DESCRIPTION OF THE TASK
Set down, word for word, the passage of the Batozonellus text below, from "- Batozonellus magadiensis" up to and including "Africa, and Australia.".
─── TEXT ───
Batozonellus is a genus of the spider hunting wasps (insects belonging to the family Pompilidae).

==Description==
The species of the genus Batozonellus range from large to very large. Body is black and yellow. The compound eyes are large. Clypeus is short and broad. The wings are yellow. The tip of the forewing has a brownish band. The pterostigma is quite small. The tibiae have long spines. The females dig their nests in the ground and supply larvae with spiders of the family Araneidae.

==Species==
The 10 species in the genus are:
- Batozonellus aliciae (Bingham, 1896)
- Batozonellus annulatus (Fabricius, 1793)
- Batozonellus fuliginosus (Klug, 1834)
- Batozonellus flavithoracicus Li & Li, 2014
- Batozonellus maculifrons (Smith, 1873)
- Batozonellus magadiensis Arnold, 1937
- Batozonellus nigeriensis Arnold, 1937
- Batozonellus occidentalis Arnold, 1937
- Batozonellus tricolor Turner, 1916
- Batozonellus vespoides Turner, 1916

===Transferred to Parabatozonus===
The following species formerly placed within the genus Batozonellus have been reclassified under to the genus Parabatozonus:
- Parabatozonus lacerticida (Pallas, 1771)

==Distribution and habitat==
These wasps colonize predominantly open habitats and forest edges. The genus Batozonellus is found across Europe, Asia, Africa, and Australia.
─── PROVIDED INFORMATION ───
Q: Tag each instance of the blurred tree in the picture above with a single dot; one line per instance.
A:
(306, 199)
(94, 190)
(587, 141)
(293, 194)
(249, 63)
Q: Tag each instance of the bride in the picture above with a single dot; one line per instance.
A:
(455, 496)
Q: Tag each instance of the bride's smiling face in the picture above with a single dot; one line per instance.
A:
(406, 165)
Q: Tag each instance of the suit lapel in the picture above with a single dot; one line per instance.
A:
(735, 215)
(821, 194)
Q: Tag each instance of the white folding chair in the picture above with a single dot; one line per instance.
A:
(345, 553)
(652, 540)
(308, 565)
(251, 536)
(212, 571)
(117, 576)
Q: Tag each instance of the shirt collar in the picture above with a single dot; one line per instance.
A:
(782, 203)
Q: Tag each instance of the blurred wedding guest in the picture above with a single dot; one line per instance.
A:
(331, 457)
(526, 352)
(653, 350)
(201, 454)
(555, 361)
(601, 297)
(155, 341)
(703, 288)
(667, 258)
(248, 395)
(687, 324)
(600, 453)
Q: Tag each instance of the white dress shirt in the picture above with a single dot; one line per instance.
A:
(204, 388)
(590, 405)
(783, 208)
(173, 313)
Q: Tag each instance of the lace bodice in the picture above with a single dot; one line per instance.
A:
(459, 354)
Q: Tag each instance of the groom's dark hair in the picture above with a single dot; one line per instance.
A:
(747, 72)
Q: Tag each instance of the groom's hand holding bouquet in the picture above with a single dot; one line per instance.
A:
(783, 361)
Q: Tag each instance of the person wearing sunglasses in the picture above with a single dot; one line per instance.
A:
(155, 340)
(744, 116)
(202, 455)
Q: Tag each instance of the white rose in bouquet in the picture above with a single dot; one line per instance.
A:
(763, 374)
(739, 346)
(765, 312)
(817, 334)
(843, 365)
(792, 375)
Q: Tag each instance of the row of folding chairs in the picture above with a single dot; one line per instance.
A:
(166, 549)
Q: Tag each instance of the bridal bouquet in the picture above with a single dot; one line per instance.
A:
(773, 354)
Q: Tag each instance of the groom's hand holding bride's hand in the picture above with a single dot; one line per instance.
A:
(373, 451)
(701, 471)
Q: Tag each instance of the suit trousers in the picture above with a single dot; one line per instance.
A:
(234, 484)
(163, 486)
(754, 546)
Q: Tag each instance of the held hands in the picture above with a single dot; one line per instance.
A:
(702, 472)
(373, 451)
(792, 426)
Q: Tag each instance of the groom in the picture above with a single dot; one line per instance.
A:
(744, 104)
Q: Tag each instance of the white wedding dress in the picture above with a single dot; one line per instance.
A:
───
ANSWER AREA
- Batozonellus magadiensis Arnold, 1937
- Batozonellus nigeriensis Arnold, 1937
- Batozonellus occidentalis Arnold, 1937
- Batozonellus tricolor Turner, 1916
- Batozonellus vespoides Turner, 1916

===Transferred to Parabatozonus===
The following species formerly placed within the genus Batozonellus have been reclassified under to the genus Parabatozonus:
- Parabatozonus lacerticida (Pallas, 1771)

==Distribution and habitat==
These wasps colonize predominantly open habitats and forest edges. The genus Batozonellus is found across Europe, Asia, Africa, and Australia.